# MacKenzie and Teddy: A bond like no other **CUTENESS ALERT**



## Domino13011 (Aug 10, 2009)

Aw! Thats about the cuttest thing ive ever seen!


----------



## charlicata (Jan 12, 2010)

How adoreable!! I actually got the chills while watching it.


----------



## DisneyCowgirl1901 (Sep 3, 2009)

Aw! Yay. Glad you guys liked it...


----------



## lilkitty90 (Nov 11, 2009)

i LOVED it i've always loved and envied their bond. and she is so young! imagine what it will be like through the years. it will only get stronger from there. and you are teaching her great morals and responsibilities while giving her the best long term friend she could ever ask for! = )


----------



## DisneyCowgirl1901 (Sep 3, 2009)

Thank You lilkitty90. And you are very right, it's only going to get stronger. I am doing my best to teach her everything I know, and I also know that soon (very soon at this rate) I will need to seek someone who knows more than me... just so she can continue her journey....

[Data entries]
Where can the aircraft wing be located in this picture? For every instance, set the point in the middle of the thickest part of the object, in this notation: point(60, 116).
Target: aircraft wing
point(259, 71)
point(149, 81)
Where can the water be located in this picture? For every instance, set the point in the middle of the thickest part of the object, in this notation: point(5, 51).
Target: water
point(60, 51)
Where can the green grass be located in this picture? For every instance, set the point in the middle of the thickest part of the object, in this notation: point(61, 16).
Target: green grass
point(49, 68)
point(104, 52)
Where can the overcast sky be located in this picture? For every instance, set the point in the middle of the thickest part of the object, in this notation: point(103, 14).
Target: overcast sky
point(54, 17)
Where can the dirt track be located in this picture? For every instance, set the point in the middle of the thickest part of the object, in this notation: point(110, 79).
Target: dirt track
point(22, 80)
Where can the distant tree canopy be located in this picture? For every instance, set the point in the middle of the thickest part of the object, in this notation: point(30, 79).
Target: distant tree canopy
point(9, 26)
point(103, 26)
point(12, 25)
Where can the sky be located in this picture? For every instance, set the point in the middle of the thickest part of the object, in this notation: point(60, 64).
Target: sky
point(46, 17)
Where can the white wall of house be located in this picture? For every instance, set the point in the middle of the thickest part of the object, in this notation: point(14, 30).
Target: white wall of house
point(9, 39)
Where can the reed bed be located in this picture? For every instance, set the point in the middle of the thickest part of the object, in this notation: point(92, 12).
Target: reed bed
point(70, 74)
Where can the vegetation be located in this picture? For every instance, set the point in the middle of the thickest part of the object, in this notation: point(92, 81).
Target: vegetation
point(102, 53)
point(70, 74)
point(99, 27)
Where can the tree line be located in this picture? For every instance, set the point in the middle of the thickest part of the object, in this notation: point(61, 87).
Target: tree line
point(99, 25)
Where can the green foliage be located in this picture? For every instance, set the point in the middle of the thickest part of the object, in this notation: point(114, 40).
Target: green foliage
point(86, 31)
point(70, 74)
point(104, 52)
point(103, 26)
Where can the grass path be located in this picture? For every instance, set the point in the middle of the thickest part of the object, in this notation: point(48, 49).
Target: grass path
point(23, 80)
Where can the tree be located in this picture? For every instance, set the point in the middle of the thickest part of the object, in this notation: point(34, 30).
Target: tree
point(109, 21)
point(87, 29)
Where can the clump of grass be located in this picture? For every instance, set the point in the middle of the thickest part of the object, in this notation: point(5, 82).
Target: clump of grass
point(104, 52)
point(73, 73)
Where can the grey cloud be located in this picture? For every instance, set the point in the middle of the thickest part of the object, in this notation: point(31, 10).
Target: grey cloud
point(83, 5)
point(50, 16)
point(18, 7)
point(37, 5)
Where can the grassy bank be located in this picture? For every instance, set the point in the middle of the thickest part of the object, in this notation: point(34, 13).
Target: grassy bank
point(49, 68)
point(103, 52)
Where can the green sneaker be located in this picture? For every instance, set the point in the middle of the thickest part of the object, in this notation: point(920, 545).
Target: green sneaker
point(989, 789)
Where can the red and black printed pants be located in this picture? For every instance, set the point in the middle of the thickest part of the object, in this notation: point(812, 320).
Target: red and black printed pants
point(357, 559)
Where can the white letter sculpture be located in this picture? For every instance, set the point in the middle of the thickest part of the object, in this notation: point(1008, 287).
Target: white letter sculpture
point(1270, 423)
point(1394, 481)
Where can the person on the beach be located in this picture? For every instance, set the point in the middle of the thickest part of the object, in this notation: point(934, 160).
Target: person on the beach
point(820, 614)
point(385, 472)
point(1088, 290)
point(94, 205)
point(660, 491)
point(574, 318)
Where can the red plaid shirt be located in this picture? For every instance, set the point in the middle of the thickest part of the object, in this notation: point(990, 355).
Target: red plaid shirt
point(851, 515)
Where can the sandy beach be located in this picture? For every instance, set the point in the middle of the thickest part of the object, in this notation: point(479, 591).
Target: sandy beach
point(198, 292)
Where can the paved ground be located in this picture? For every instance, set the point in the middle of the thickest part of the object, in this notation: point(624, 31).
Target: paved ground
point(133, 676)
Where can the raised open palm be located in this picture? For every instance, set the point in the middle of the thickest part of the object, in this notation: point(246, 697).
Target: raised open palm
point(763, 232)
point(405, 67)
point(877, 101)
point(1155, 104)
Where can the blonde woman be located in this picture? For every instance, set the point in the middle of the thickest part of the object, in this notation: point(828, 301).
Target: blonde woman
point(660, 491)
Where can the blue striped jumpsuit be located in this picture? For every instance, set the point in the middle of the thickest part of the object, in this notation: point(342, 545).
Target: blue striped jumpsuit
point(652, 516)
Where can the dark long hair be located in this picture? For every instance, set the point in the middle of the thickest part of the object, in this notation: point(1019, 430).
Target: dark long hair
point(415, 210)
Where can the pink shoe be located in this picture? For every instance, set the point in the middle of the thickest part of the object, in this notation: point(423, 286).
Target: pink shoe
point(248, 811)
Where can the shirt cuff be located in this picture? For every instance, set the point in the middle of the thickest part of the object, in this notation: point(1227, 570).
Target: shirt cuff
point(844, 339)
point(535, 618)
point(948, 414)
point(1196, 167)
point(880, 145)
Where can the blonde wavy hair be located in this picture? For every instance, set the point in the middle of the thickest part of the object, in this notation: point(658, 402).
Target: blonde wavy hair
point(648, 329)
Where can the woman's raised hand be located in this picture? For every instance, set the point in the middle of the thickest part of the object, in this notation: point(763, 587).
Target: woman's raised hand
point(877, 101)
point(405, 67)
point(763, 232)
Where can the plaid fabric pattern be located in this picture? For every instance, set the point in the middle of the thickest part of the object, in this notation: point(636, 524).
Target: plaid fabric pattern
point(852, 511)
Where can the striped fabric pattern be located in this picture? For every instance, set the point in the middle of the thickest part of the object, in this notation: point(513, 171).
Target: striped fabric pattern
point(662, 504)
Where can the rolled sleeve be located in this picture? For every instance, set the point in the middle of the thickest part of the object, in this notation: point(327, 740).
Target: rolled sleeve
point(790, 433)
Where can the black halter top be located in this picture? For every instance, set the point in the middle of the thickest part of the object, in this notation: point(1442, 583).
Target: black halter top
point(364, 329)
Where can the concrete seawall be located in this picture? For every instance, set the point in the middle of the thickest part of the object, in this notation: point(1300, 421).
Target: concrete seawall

■ Instructions for the task: Extend the forum thread about MacKenzie and Teddy past its last post.

■ Final result:
----------



## sillybunny11486 (Oct 2, 2009)

Adorable. 

You're lucky to have such a great pony for her.


----------



## lilkitty90 (Nov 11, 2009)

that will be good for you both. you two can bond even more as well as her and teddy. because you are all learning together and expanding your knowledge. all i know is she is totally living my dream! i always wanted to grow up around horses. so she and teddy are very lucky to have each other.


----------



## DisneyCowgirl1901 (Sep 3, 2009)

I have already learned so much.... not really _about_ horses, per say. It's more like the true bond between horse and owner. It's a lot like the bond I have with Bella, but there's something more.... It's all so innocent. Which, I think, make it so amazing...


----------



## Silversun (Feb 5, 2010)

*Adorable!*

Teddy must be a guardian angel to put up with the antics of the terrible twos 
I can tell just by watching this short little video, that what these two little guys have is special.


----------



## DisneyCowgirl1901 (Sep 3, 2009)

Silversun said:


> Teddy must be a guardian angel to put up with the antics of the terrible twos


hahaha yes he is!


----------



## grayshell38 (Mar 9, 2009)

Wow, I'm very jealous that she gets to have sucha great childhood! And goodness, where on earth did you ever find such a wonderful little guy like him? He seems to be the perfect gentleman. I wish you three many happy memories to come!


----------



## DisneyCowgirl1901 (Sep 3, 2009)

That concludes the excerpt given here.